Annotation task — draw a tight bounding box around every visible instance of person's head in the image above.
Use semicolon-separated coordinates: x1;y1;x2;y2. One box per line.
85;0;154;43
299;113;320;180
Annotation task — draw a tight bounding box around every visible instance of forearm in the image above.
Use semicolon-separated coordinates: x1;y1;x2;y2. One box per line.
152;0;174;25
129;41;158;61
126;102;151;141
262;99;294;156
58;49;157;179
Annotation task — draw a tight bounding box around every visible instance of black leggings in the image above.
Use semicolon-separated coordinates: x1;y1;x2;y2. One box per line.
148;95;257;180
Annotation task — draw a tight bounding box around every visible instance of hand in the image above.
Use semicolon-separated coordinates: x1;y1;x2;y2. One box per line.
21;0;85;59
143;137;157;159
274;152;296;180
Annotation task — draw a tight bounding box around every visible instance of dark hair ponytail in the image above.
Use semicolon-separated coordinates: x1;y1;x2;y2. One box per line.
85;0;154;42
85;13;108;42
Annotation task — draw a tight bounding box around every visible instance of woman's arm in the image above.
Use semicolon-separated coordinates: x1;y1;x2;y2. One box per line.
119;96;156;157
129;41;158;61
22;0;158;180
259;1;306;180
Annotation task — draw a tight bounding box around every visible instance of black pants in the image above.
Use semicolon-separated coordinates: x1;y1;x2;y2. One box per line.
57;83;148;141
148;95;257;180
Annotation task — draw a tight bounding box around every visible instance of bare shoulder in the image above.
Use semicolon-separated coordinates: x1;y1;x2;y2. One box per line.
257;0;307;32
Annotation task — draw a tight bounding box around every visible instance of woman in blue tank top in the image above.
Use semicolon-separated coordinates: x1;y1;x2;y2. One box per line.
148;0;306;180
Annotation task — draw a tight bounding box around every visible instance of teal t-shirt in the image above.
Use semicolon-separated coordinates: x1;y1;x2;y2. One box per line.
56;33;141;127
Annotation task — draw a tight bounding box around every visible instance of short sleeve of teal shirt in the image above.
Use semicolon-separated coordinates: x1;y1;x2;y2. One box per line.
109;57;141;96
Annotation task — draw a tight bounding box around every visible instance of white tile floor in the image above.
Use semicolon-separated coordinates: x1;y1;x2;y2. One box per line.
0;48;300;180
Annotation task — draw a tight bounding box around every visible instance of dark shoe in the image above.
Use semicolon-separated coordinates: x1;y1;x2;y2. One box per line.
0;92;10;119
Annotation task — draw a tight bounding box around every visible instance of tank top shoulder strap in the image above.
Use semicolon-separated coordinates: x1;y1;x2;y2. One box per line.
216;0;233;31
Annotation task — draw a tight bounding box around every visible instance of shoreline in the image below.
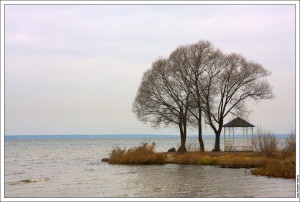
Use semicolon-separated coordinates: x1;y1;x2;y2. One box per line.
102;151;296;179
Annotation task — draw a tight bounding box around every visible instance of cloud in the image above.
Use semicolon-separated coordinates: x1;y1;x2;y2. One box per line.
5;5;295;134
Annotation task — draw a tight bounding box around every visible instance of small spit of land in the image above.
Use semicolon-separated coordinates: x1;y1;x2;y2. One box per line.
107;138;296;178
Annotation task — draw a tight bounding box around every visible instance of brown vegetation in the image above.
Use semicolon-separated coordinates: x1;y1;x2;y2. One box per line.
109;143;166;164
109;132;296;178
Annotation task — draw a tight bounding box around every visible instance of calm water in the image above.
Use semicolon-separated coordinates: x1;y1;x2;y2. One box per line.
4;136;295;198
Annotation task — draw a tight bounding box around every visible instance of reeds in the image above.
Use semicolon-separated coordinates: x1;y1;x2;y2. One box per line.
253;128;279;157
175;152;267;168
109;143;166;164
251;156;296;178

WHAT YOU HAVE TO DO >>
Word for word, quote the full listing, omitting every picture.

OUTPUT OF THE EXERCISE >>
Annotation task — draw a tight bounding box around every visible instance of person's head in the image above.
Use semicolon-separated coordinates: x1;y1;x2;y2. One box per line.
85;0;154;43
299;113;320;180
Annotation task — draw a tight bounding box around every visible instance of forearm in the image above.
Use semicolon-separated coordinates: x1;y1;x2;y2. One box per line.
152;0;174;25
129;41;158;61
126;102;151;141
262;99;294;156
58;49;157;179
Annotation task — draw a tight bounding box around every visible instance of black leggings in the image above.
Use semicolon-separated coordinates: x1;y1;x2;y2. One box per line.
148;95;257;180
Annotation task — draw a tight bounding box around every visible instance of hand in the image above.
Use semicolon-separated coordinates: x1;y1;x2;y2. One box per line.
21;0;85;59
143;137;157;159
274;152;296;180
Annotation task — draw a tight bounding box around every visible instance of dark hair ponytail in the image above.
Use semicolon-separated coordinates: x1;y1;x2;y2. One box per line.
85;0;154;42
85;13;108;42
Annotation task — draw a tight bounding box around every visible instance of woman's arm in the image above.
Use semicolon-separated coordinates: x1;y1;x2;y2. One box per line.
119;96;156;157
129;41;158;61
22;0;158;180
259;1;306;180
Annotation task — draw a tight bounding box around every visible instance of black pants in the image above.
Use semicolon-separated coordinates: x1;y1;x2;y2. One box per line.
57;83;148;141
148;95;257;180
Annotation task — draw a tight bounding box around every visible instance of bare shoulder in the image above.
Use semicolon-separated coordinates: x1;y1;x2;y2. One box per line.
257;0;307;32
Annotation task — draw a tight bounding box around every visible instance of woman in blue tank top in the image above.
Use semicolon-separated coordinates: x1;y1;x2;y2. One box per line.
148;0;306;180
Annotation task — draw a tight bounding box around every visible instance of teal t-shirt in the image above.
Use semicolon-separated coordinates: x1;y1;x2;y2. One box per line.
56;33;141;127
Annotation task — draw a tight bounding box around every visible instance of short sleeve of teal shirt in the image above.
Use semicolon-separated coordinates: x1;y1;x2;y2. One box per line.
109;57;141;96
Annotation task — draw a tight bounding box around every visible instance of white tile floor in the image above.
Use semicolon-separated coordinates: x1;y1;x2;y2. One box per line.
0;48;300;180
Annotation task — draw a tight bounding box around every visible instance of dark shoe in the image above.
Use semicolon-separated coordinates: x1;y1;x2;y2. One box per line.
0;92;10;119
Annotation task — draw a tight bounding box around every visible instance of tank top shoulder strap in the image above.
Use semicolon-separated coordinates: x1;y1;x2;y2. One box per line.
216;0;233;31
Annotation task — draw a tight bounding box around every visible instance of shoreline in the image below.
Use semicolon-separated coordinates: x1;y1;x2;y2. One box per line.
102;151;296;179
Annotation task — draw a tight bounding box around every visible instance of cloud in the image above.
Use semicolon-separated coordinates: x1;y1;x2;y2. One box per line.
5;5;295;134
Annotation task — draw a tight bounding box around every visible instance of small spit of land in the image above.
Use semicolon-separated coordinates: x1;y1;x2;y2. One box per line.
107;138;296;178
Annotation task — draw a tight bounding box around every visible instance of brown vegetation in the image above.
Use semicolon-separated coordinates: x1;y1;x2;y2. One box per line.
109;143;166;164
109;132;296;178
Annotation task — draw a tight bounding box around every visible instance of calm water in the image above.
Use semicolon-separated coordinates: x1;y1;x2;y2. One box per line.
4;136;295;198
Annotation task — draw a tight bounding box around every visible instance of reeds in the image above.
Use semicolon-separated coordinates: x1;y1;x2;y2. One box per line.
253;128;279;157
175;152;267;168
109;143;166;164
251;156;296;178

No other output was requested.